#### Exercise details
Write out the part of the rows that opens at their start and closes with the line containing "pixel 103 198", both ends included, repeating each line exactly. Leave the pictures out.

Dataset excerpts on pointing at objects
▬▬▬▬▬▬

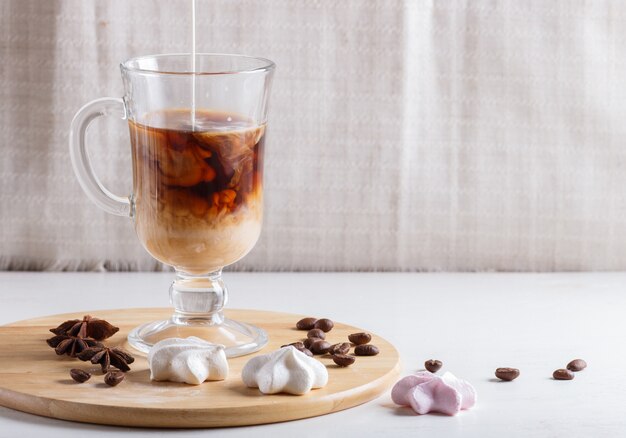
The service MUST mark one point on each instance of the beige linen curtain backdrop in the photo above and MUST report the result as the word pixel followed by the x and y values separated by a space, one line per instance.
pixel 415 135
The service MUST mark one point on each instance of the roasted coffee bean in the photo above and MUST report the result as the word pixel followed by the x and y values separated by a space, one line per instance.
pixel 113 378
pixel 319 346
pixel 341 348
pixel 563 374
pixel 306 323
pixel 79 375
pixel 577 365
pixel 324 324
pixel 316 333
pixel 343 360
pixel 366 350
pixel 507 374
pixel 433 365
pixel 308 342
pixel 360 338
pixel 299 345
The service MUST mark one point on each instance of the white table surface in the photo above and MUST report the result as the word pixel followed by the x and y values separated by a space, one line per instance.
pixel 474 323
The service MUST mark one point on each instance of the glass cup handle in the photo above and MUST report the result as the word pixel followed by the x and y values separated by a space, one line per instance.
pixel 103 198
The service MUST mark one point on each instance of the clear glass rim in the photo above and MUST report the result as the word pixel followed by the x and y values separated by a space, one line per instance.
pixel 265 65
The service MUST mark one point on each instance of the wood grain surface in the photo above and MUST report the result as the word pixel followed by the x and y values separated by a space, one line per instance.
pixel 34 379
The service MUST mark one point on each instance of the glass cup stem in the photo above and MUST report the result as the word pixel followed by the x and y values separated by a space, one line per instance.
pixel 198 299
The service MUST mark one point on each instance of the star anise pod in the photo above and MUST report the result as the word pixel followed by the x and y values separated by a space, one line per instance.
pixel 88 327
pixel 71 345
pixel 107 357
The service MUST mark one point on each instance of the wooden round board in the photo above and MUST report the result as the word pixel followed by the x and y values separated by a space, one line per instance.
pixel 34 379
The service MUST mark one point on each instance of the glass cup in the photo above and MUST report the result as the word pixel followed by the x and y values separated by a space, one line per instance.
pixel 197 131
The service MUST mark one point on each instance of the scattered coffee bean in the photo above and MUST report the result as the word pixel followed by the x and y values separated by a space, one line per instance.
pixel 316 333
pixel 308 342
pixel 507 374
pixel 577 365
pixel 563 374
pixel 366 350
pixel 341 348
pixel 298 345
pixel 433 365
pixel 79 375
pixel 319 346
pixel 324 324
pixel 306 323
pixel 343 360
pixel 113 378
pixel 360 338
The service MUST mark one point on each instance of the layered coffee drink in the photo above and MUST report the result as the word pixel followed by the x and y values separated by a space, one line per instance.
pixel 198 188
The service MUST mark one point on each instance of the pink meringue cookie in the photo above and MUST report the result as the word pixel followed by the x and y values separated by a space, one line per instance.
pixel 426 392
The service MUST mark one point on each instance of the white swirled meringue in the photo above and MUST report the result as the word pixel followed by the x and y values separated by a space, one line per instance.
pixel 187 360
pixel 285 370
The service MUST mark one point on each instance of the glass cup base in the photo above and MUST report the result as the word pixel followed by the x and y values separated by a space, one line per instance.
pixel 238 338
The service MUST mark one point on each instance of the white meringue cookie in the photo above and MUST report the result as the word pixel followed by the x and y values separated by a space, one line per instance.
pixel 187 360
pixel 285 370
pixel 426 392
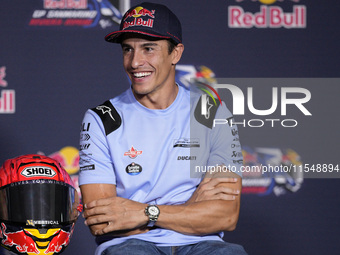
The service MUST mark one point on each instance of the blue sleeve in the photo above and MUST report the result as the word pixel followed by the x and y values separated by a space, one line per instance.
pixel 95 163
pixel 225 144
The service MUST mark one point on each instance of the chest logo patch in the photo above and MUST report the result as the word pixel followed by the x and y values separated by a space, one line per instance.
pixel 133 169
pixel 133 153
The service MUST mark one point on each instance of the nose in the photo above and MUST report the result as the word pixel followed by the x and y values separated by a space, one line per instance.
pixel 137 59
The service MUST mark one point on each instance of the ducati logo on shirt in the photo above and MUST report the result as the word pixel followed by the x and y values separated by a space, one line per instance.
pixel 133 153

▬▬▬▬▬▬

#### Exercise output
The service MUST mark one point on each instance of the beige linen curtain backdrop in the photo above and MUST report the result as the word pixel followed by the x and y values separated by a space, one line per instance.
pixel 415 135
The service MUST mark one point on each instance of the roasted coffee bean in the photo above and MUST report the result as the word pixel followed by the x and y values separated by a space, one line per instance.
pixel 113 378
pixel 319 346
pixel 341 348
pixel 563 374
pixel 306 323
pixel 79 375
pixel 577 365
pixel 324 324
pixel 316 333
pixel 343 360
pixel 366 350
pixel 507 374
pixel 433 365
pixel 308 342
pixel 360 338
pixel 299 345
The service MUST mark one point on each instance of the white table surface in the photo above and MUST report the result as the word pixel followed by the x and y values separated by a space, one line per instance.
pixel 474 323
The service MUST mark one point on each instance of the glass cup handle in the photo above and MUST report the result as the word pixel followed by the x and y values separated by a space, one line per instance.
pixel 103 198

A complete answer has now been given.